» Goal of the exercise: For the listing below, print exactly the lines from the line with "Target: combat helmet" to the line with "Would you kindly pick out the soldier's", both included, and nothing beyond them.
Exercise material Block Start
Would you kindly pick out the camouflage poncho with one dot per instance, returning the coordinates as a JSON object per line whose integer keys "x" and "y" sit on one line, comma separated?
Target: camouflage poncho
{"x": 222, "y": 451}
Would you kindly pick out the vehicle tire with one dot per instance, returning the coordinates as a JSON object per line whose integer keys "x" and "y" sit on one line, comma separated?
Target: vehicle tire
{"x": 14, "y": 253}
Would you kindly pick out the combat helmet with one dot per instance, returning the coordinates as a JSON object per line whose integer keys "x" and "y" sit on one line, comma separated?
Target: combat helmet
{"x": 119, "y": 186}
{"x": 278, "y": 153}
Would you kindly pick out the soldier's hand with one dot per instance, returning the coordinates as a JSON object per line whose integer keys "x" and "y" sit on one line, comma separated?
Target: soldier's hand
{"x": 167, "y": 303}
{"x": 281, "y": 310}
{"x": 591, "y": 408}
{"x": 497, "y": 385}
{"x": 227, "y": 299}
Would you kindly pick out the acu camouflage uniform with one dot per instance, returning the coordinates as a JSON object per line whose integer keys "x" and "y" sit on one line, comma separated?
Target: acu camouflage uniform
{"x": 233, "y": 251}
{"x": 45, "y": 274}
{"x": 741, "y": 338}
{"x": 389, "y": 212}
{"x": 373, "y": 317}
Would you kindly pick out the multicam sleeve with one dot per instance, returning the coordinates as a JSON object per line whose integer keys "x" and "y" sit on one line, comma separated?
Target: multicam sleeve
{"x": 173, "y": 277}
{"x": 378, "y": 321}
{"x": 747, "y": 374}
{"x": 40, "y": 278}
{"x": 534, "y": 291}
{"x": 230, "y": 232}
Exercise material Block End
» Answer space:
Target: combat helmet
{"x": 119, "y": 186}
{"x": 278, "y": 153}
Would you kindly pick out the soldier's hand with one dot per instance, returning the coordinates as a JSON object per line whose integer keys "x" and "y" sit on one line, comma separated?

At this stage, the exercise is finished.